Prompt 1: In the forum discussion on PC upgrades, what gives the best bang for the buck for gaming?
Prompt 2: Pick up the forum discussion on PC upgrades after its last sentence and continue it.

--- Start of Document text ---

For "gaming" - best bang for the buck is upgrade GPU.

SSD instead of HDD just simply accesses and writes data more quickly, so everything you do like loading a program, booting Windows, loading maps in games - all happen quicker.

That's why it's called a "system" - all components working together to create something that works. All components are important, obviously.

Hi there
I tend to disagree here -- if we assume that "Normal activities" are NOT things like gaming but simply Internet browsing, email, Office applications etc etc.

A lot of these are highly I/O bound so improving the CPU will make absolutely NO difference. Fitting an SSD WILL make a HUGE difference - especially on systems with lower amounts of RAM -- the Windows paging and swap files for starts will be of an order of magnitude faster than by having them on "spinners" --especially the hideous really slow ones on older machines.

I can't think of ANYBODY who has regretted fitting SSD's on any machine.

--- End of Document text ---
--- Start of Listing ---

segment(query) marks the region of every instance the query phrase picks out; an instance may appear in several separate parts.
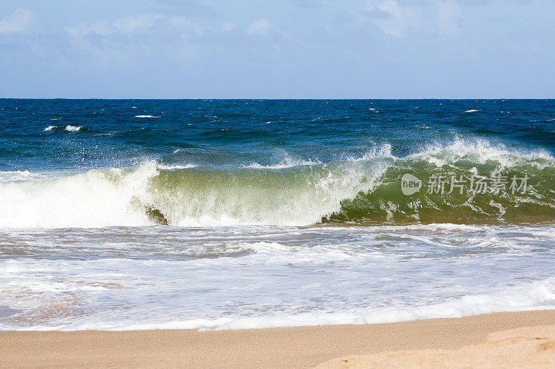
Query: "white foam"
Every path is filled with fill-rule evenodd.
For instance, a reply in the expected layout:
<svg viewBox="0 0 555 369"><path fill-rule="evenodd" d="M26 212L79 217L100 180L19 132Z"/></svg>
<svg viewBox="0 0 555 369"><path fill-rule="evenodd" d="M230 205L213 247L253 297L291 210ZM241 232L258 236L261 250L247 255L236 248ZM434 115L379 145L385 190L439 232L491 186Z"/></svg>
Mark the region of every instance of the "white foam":
<svg viewBox="0 0 555 369"><path fill-rule="evenodd" d="M162 164L157 164L157 166L160 169L162 169L164 170L178 170L178 169L190 169L190 168L196 168L197 167L197 165L196 165L195 164L191 164L191 163L185 164L185 165L164 165Z"/></svg>
<svg viewBox="0 0 555 369"><path fill-rule="evenodd" d="M258 163L254 162L247 165L244 165L243 168L250 168L252 169L284 169L288 168L293 168L303 165L317 165L322 163L318 161L309 160L293 160L287 159L284 161L281 161L278 164L262 165Z"/></svg>
<svg viewBox="0 0 555 369"><path fill-rule="evenodd" d="M422 151L402 158L402 160L407 159L426 160L438 167L463 159L477 163L497 162L501 168L527 163L543 169L555 165L555 158L545 150L509 150L503 144L495 145L483 139L465 140L459 137L450 143L428 145Z"/></svg>

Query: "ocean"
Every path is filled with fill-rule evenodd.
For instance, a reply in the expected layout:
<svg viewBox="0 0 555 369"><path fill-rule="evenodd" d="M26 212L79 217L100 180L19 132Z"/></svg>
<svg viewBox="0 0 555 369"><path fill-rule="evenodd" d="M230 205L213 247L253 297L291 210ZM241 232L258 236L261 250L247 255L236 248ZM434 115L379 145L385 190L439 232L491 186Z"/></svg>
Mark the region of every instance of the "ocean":
<svg viewBox="0 0 555 369"><path fill-rule="evenodd" d="M555 308L554 100L0 100L0 330Z"/></svg>

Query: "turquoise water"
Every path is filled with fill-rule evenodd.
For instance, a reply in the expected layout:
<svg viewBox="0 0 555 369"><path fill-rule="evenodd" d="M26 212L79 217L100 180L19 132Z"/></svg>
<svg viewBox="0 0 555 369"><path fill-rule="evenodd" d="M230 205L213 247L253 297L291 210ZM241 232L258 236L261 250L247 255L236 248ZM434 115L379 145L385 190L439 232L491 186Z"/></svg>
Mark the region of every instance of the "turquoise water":
<svg viewBox="0 0 555 369"><path fill-rule="evenodd" d="M0 100L0 122L1 329L555 302L555 100Z"/></svg>

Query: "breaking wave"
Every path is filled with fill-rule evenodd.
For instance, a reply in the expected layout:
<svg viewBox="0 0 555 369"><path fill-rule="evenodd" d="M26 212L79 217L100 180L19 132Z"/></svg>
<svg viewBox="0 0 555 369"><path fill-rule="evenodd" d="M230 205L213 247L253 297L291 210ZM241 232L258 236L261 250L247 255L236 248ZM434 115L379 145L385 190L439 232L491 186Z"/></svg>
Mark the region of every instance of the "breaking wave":
<svg viewBox="0 0 555 369"><path fill-rule="evenodd" d="M99 227L270 224L307 226L395 222L536 222L555 219L555 159L487 141L455 141L403 158L391 146L336 162L281 163L214 169L147 162L25 180L2 172L0 226ZM429 178L526 177L517 191L443 195L401 192L409 173ZM462 177L461 177L462 176ZM508 185L507 185L508 186ZM447 187L448 188L448 187Z"/></svg>

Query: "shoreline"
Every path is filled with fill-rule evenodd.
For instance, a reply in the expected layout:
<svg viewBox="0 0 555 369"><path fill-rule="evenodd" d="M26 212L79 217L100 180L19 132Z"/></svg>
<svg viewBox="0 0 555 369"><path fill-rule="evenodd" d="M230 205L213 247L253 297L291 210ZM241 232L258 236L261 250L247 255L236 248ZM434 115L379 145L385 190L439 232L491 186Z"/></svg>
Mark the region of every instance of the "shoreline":
<svg viewBox="0 0 555 369"><path fill-rule="evenodd" d="M311 368L343 357L457 350L495 332L555 325L555 309L393 323L198 332L0 332L0 367Z"/></svg>

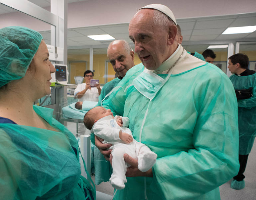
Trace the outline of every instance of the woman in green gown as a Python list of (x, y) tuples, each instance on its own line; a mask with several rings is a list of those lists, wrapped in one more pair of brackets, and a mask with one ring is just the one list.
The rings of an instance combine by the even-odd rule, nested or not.
[(42, 39), (27, 28), (0, 29), (0, 199), (95, 199), (75, 137), (53, 109), (33, 105), (51, 93), (55, 71)]

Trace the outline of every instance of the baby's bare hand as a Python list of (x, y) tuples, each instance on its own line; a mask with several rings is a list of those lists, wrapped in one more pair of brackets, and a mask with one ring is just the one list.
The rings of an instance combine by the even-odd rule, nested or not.
[(119, 137), (122, 141), (127, 144), (131, 143), (133, 140), (132, 137), (130, 134), (123, 132), (119, 133)]

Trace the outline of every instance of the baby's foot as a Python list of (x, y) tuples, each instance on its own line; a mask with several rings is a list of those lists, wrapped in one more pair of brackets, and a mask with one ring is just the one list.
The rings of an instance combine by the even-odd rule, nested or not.
[(112, 179), (110, 178), (109, 179), (109, 182), (114, 188), (118, 190), (124, 189), (125, 186), (124, 181), (118, 177), (116, 177)]
[(157, 157), (157, 155), (152, 151), (139, 155), (138, 157), (138, 169), (142, 172), (147, 172), (155, 164)]

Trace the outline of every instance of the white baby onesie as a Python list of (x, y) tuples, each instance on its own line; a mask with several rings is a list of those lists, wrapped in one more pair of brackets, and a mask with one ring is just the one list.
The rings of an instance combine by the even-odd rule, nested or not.
[[(120, 126), (116, 120), (122, 118), (123, 126)], [(111, 115), (106, 116), (98, 120), (93, 125), (91, 132), (104, 140), (104, 143), (112, 144), (109, 148), (112, 149), (112, 167), (113, 172), (109, 179), (112, 186), (117, 189), (124, 188), (124, 183), (127, 182), (125, 176), (126, 169), (129, 167), (124, 162), (124, 154), (138, 159), (138, 168), (142, 172), (146, 172), (152, 168), (156, 162), (157, 156), (151, 151), (147, 146), (133, 140), (126, 144), (119, 137), (120, 131), (132, 136), (131, 130), (127, 127), (130, 120), (128, 118), (116, 116), (114, 119)]]

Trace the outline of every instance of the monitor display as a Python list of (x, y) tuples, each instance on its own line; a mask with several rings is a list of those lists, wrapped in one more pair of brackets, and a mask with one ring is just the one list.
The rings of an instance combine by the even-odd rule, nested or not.
[(57, 82), (61, 84), (67, 84), (68, 81), (68, 72), (66, 65), (53, 64), (55, 68), (55, 73), (51, 74), (52, 78), (51, 82)]
[(66, 69), (65, 66), (55, 65), (55, 79), (56, 82), (67, 81)]

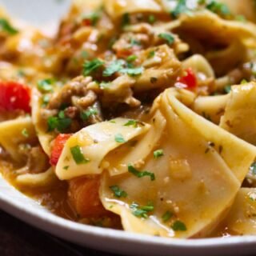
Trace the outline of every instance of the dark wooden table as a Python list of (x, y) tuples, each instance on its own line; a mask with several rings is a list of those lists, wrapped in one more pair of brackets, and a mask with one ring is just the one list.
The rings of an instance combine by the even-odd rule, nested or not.
[(1, 256), (118, 256), (82, 248), (38, 230), (0, 210)]

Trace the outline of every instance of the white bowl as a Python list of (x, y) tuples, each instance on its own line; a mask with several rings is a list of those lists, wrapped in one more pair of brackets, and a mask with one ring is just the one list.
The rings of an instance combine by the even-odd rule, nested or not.
[[(1, 4), (16, 18), (42, 26), (46, 22), (57, 24), (57, 21), (67, 10), (70, 1), (0, 0)], [(256, 237), (253, 236), (179, 240), (73, 222), (51, 214), (33, 199), (16, 190), (1, 176), (0, 208), (67, 241), (113, 253), (140, 256), (238, 256), (256, 253)]]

--- End of Listing ---

Reply 1: Upgrading the GPU.

Reply 2:
(Most users run their machines highly I/O bound -- lack of CPU power simply isn't an issue -- a simple i3 processor was more than the combined compute power of ALL participants in WW II COMBINED !!! just to give you some indication of how far computing has advanced since the end of WW II (1945).

Of course for running a huge amount of multi-tasking or compute bound applications (complex scientific calculations for example - especially Floating point calculations or intensive video editing applications) then a decent amount of processing power is required - but typically most people don't tax the processor in their computer in the slightest.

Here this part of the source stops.